** Opening Supplied material block **

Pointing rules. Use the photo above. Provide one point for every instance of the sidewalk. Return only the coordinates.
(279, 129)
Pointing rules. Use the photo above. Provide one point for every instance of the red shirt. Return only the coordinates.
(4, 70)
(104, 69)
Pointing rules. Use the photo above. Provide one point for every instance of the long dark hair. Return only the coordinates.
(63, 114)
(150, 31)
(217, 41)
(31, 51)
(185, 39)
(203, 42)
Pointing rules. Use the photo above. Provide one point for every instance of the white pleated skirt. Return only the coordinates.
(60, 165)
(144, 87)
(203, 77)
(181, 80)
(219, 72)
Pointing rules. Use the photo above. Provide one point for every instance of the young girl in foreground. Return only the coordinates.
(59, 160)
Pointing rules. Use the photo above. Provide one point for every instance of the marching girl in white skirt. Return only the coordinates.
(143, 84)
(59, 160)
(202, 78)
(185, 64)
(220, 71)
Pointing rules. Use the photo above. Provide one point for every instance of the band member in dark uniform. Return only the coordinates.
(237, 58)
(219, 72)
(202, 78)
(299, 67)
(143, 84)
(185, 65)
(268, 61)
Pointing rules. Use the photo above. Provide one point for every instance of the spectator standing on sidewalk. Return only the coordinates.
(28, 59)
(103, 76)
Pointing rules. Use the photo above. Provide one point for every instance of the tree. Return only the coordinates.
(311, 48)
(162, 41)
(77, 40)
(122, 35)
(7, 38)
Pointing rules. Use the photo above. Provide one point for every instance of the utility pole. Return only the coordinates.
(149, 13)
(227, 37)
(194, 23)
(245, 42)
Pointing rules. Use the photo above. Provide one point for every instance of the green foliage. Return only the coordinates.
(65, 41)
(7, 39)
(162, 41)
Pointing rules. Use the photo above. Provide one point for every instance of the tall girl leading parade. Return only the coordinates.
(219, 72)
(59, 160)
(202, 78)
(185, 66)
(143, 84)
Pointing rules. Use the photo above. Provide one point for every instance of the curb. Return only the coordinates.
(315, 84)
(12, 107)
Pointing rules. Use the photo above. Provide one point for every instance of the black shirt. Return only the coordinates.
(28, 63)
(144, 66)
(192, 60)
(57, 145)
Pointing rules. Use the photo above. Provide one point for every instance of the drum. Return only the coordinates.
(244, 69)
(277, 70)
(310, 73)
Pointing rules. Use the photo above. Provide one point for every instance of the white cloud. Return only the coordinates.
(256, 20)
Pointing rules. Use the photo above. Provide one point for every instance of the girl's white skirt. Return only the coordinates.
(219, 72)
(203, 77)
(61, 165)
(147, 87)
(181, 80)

** Closing Supplied material block **

- **Exercise details**
The output should match the records above exactly, entry for entry.

- **Output below**
Pointing rules. Use the photo above. Provide one point for every instance of the sidewalk. Return only the coordinates.
(279, 129)
Pointing rules. Use the photo above. Provide one point for every instance of the red shirt. Return only the coordinates.
(4, 70)
(104, 69)
Pointing rules. Use the photo above. Provide one point for every instance of the long dark hair. Return only the coordinates.
(63, 114)
(150, 31)
(217, 41)
(31, 51)
(185, 39)
(203, 42)
Pointing rules. Use the photo above. Provide one point for every instance of the white pleated skirt. Return only the coordinates.
(60, 165)
(144, 87)
(203, 77)
(181, 80)
(219, 72)
Pointing rules. Use the photo above. Provide one point for every instance of the young girl in foreground. Return only the coordinates.
(59, 160)
Pointing rules. Use the photo above. Provide one point for every instance of the marching girl in white skirt. Return only the coordinates.
(143, 84)
(59, 160)
(202, 78)
(185, 64)
(220, 71)
Pointing rules. Use the photo above. Provide one point for every instance of the band member in dark uniform. Return only the coordinates.
(237, 58)
(219, 72)
(202, 78)
(299, 67)
(143, 84)
(185, 65)
(268, 61)
Pointing rules. Use the photo above. Provide one point for every instance of the spectator standing on sidewalk. Return only the coordinates.
(28, 59)
(103, 76)
Pointing rules. Use the photo above. Provide one point for every instance of the tree. Return only the coordinates.
(311, 48)
(162, 41)
(77, 40)
(122, 35)
(7, 38)
Pointing rules. Use the photo above. Provide one point for every instance of the utility pole. Return only the coordinates.
(149, 13)
(227, 37)
(194, 23)
(245, 42)
Pointing rules. Use the photo above. Provide one point for every instance of the green foliage. Return only the coordinates.
(65, 41)
(7, 39)
(162, 41)
Pointing rules. Use the photo above. Provide one point for every instance of the tall girl leading parade. Return only the coordinates.
(219, 72)
(59, 160)
(202, 78)
(185, 66)
(143, 84)
Pointing rules. Use the photo above. Provide one point for every instance of the curb. Return only the coordinates.
(315, 84)
(12, 107)
Pointing rules. Use the photo above. Provide one point for every instance of the black shirt. Return only the coordinates.
(28, 63)
(144, 66)
(192, 60)
(57, 145)
Pointing rules. Use the photo above. Provide one point for every instance of the drum. Return only the coordinates.
(244, 69)
(277, 70)
(310, 73)
Pointing rules. Use the photo above. Provide one point for every instance of the white cloud. Return only the coordinates.
(256, 20)
Pointing rules. Use the photo above. Provide one point for every instance of the girl's white skirt. Return only the coordinates.
(219, 72)
(203, 77)
(61, 165)
(147, 87)
(181, 80)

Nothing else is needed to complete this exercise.